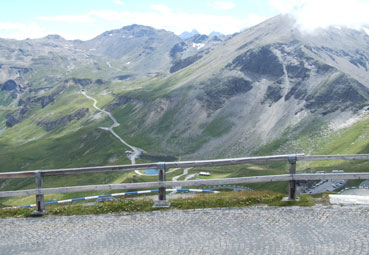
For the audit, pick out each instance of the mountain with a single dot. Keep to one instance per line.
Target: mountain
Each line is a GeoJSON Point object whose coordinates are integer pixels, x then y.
{"type": "Point", "coordinates": [186, 35]}
{"type": "Point", "coordinates": [212, 34]}
{"type": "Point", "coordinates": [269, 89]}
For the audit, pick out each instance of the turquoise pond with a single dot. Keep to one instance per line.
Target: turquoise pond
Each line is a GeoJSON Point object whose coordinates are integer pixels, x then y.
{"type": "Point", "coordinates": [151, 171]}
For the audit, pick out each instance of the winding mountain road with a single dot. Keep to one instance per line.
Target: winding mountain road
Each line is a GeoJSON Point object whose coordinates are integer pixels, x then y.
{"type": "Point", "coordinates": [175, 178]}
{"type": "Point", "coordinates": [136, 151]}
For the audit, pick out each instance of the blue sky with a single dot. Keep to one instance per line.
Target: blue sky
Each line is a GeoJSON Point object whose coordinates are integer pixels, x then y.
{"type": "Point", "coordinates": [85, 19]}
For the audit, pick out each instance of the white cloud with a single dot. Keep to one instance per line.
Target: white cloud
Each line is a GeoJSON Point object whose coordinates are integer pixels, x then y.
{"type": "Point", "coordinates": [84, 18]}
{"type": "Point", "coordinates": [222, 5]}
{"type": "Point", "coordinates": [161, 8]}
{"type": "Point", "coordinates": [21, 31]}
{"type": "Point", "coordinates": [118, 2]}
{"type": "Point", "coordinates": [312, 14]}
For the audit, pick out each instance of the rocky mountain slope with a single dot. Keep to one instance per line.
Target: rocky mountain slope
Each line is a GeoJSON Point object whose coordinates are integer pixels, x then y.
{"type": "Point", "coordinates": [268, 89]}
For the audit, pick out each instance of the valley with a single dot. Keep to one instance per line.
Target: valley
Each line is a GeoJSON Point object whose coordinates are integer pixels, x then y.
{"type": "Point", "coordinates": [269, 89]}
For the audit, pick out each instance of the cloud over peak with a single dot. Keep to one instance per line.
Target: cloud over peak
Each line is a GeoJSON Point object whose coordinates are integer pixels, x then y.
{"type": "Point", "coordinates": [313, 14]}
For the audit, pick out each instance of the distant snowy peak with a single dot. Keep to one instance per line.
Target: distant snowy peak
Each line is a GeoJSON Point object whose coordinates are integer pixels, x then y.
{"type": "Point", "coordinates": [213, 34]}
{"type": "Point", "coordinates": [186, 35]}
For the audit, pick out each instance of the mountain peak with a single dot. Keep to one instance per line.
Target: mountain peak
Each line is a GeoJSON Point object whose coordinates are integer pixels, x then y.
{"type": "Point", "coordinates": [186, 35]}
{"type": "Point", "coordinates": [54, 37]}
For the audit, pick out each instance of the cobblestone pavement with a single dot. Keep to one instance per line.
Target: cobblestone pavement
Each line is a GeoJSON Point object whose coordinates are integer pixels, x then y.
{"type": "Point", "coordinates": [249, 230]}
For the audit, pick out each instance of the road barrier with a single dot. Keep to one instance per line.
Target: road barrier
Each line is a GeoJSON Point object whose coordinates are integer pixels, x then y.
{"type": "Point", "coordinates": [162, 184]}
{"type": "Point", "coordinates": [116, 195]}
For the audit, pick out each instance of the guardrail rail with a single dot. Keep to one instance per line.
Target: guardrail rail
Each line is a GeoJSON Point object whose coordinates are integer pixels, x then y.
{"type": "Point", "coordinates": [162, 184]}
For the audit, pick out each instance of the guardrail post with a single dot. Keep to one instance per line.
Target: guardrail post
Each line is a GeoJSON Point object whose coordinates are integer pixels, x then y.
{"type": "Point", "coordinates": [162, 202]}
{"type": "Point", "coordinates": [40, 205]}
{"type": "Point", "coordinates": [292, 184]}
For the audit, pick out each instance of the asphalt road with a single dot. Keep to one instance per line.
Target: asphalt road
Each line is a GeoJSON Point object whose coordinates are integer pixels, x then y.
{"type": "Point", "coordinates": [249, 230]}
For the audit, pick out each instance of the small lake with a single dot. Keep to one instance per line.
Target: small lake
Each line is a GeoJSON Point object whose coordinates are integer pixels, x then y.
{"type": "Point", "coordinates": [151, 171]}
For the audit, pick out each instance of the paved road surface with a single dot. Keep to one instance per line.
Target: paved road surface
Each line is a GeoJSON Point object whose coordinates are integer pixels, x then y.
{"type": "Point", "coordinates": [249, 230]}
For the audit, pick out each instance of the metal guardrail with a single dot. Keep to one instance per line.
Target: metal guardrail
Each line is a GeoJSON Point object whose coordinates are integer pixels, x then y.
{"type": "Point", "coordinates": [162, 184]}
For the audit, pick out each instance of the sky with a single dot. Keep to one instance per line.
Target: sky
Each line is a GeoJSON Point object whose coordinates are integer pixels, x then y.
{"type": "Point", "coordinates": [85, 19]}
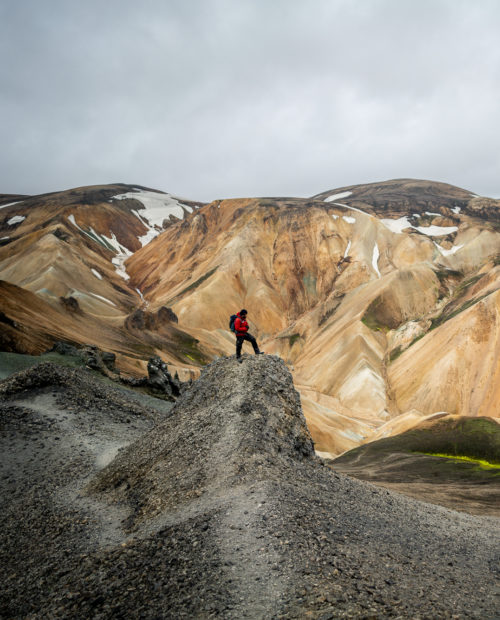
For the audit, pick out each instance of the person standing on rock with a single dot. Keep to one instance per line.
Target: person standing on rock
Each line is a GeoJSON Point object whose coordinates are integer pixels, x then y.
{"type": "Point", "coordinates": [241, 330]}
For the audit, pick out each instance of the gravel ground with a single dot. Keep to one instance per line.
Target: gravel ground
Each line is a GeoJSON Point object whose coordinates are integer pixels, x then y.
{"type": "Point", "coordinates": [217, 508]}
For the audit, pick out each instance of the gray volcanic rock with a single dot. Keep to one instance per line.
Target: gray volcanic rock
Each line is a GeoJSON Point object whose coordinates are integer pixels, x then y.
{"type": "Point", "coordinates": [222, 510]}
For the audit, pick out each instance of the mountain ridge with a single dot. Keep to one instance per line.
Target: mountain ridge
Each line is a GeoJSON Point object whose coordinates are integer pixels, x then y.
{"type": "Point", "coordinates": [357, 293]}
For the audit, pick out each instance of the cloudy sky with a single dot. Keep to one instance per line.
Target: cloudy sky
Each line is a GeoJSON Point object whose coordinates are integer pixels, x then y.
{"type": "Point", "coordinates": [223, 98]}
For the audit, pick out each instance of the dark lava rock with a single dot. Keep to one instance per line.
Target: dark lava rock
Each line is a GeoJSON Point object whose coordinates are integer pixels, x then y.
{"type": "Point", "coordinates": [220, 510]}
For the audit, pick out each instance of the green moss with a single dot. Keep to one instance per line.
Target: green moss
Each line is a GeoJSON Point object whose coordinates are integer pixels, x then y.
{"type": "Point", "coordinates": [310, 284]}
{"type": "Point", "coordinates": [395, 353]}
{"type": "Point", "coordinates": [481, 462]}
{"type": "Point", "coordinates": [446, 316]}
{"type": "Point", "coordinates": [195, 284]}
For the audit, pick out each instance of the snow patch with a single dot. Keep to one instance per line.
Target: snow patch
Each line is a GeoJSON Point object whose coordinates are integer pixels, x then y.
{"type": "Point", "coordinates": [157, 207]}
{"type": "Point", "coordinates": [119, 263]}
{"type": "Point", "coordinates": [17, 219]}
{"type": "Point", "coordinates": [339, 204]}
{"type": "Point", "coordinates": [436, 231]}
{"type": "Point", "coordinates": [452, 250]}
{"type": "Point", "coordinates": [351, 435]}
{"type": "Point", "coordinates": [337, 196]}
{"type": "Point", "coordinates": [103, 299]}
{"type": "Point", "coordinates": [398, 225]}
{"type": "Point", "coordinates": [376, 254]}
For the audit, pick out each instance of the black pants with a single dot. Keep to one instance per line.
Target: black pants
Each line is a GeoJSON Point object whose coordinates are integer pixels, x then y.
{"type": "Point", "coordinates": [239, 343]}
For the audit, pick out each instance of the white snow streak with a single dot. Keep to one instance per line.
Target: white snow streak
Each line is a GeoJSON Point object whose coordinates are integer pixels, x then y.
{"type": "Point", "coordinates": [376, 254]}
{"type": "Point", "coordinates": [452, 250]}
{"type": "Point", "coordinates": [119, 263]}
{"type": "Point", "coordinates": [337, 196]}
{"type": "Point", "coordinates": [157, 207]}
{"type": "Point", "coordinates": [436, 231]}
{"type": "Point", "coordinates": [103, 299]}
{"type": "Point", "coordinates": [17, 219]}
{"type": "Point", "coordinates": [397, 226]}
{"type": "Point", "coordinates": [339, 204]}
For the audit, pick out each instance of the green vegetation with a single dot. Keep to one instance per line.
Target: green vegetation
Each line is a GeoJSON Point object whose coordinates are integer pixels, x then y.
{"type": "Point", "coordinates": [477, 438]}
{"type": "Point", "coordinates": [446, 316]}
{"type": "Point", "coordinates": [310, 284]}
{"type": "Point", "coordinates": [481, 462]}
{"type": "Point", "coordinates": [188, 346]}
{"type": "Point", "coordinates": [195, 284]}
{"type": "Point", "coordinates": [395, 353]}
{"type": "Point", "coordinates": [371, 317]}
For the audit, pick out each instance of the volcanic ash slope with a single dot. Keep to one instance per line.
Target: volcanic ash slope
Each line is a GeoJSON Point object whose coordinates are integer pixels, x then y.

· · ·

## Task statement
Each line from the one with "For the audit, pick out each instance of the white snow" through the last line of the records must be written out word for word. Include nothing else.

## Solution for this exercise
For the audit, pick out each instance of the white snow streak with a single dot. Keep to one instance per line.
Target: white snow streak
Each line is a GeoJSON Point object whose coordinates are integer pixels, x then y.
{"type": "Point", "coordinates": [376, 254]}
{"type": "Point", "coordinates": [452, 250]}
{"type": "Point", "coordinates": [119, 263]}
{"type": "Point", "coordinates": [337, 196]}
{"type": "Point", "coordinates": [157, 207]}
{"type": "Point", "coordinates": [436, 231]}
{"type": "Point", "coordinates": [103, 299]}
{"type": "Point", "coordinates": [17, 219]}
{"type": "Point", "coordinates": [397, 226]}
{"type": "Point", "coordinates": [339, 204]}
For the audit, pick out each instance of the green vegetation with a single dot. Keep to one instance per line.
Target: green vegetation
Each line is a GeoJSON Point object whose coordinates are integer pixels, x then y.
{"type": "Point", "coordinates": [477, 438]}
{"type": "Point", "coordinates": [446, 316]}
{"type": "Point", "coordinates": [310, 284]}
{"type": "Point", "coordinates": [481, 462]}
{"type": "Point", "coordinates": [188, 346]}
{"type": "Point", "coordinates": [195, 284]}
{"type": "Point", "coordinates": [395, 353]}
{"type": "Point", "coordinates": [371, 317]}
For the audit, pick out each instance of the volcanic ash slope with a single dot. Keep to one instance per line.
Target: volcanic ash slope
Each line is a GeoJSON Point object whose coordinates are integer pixels, x then y.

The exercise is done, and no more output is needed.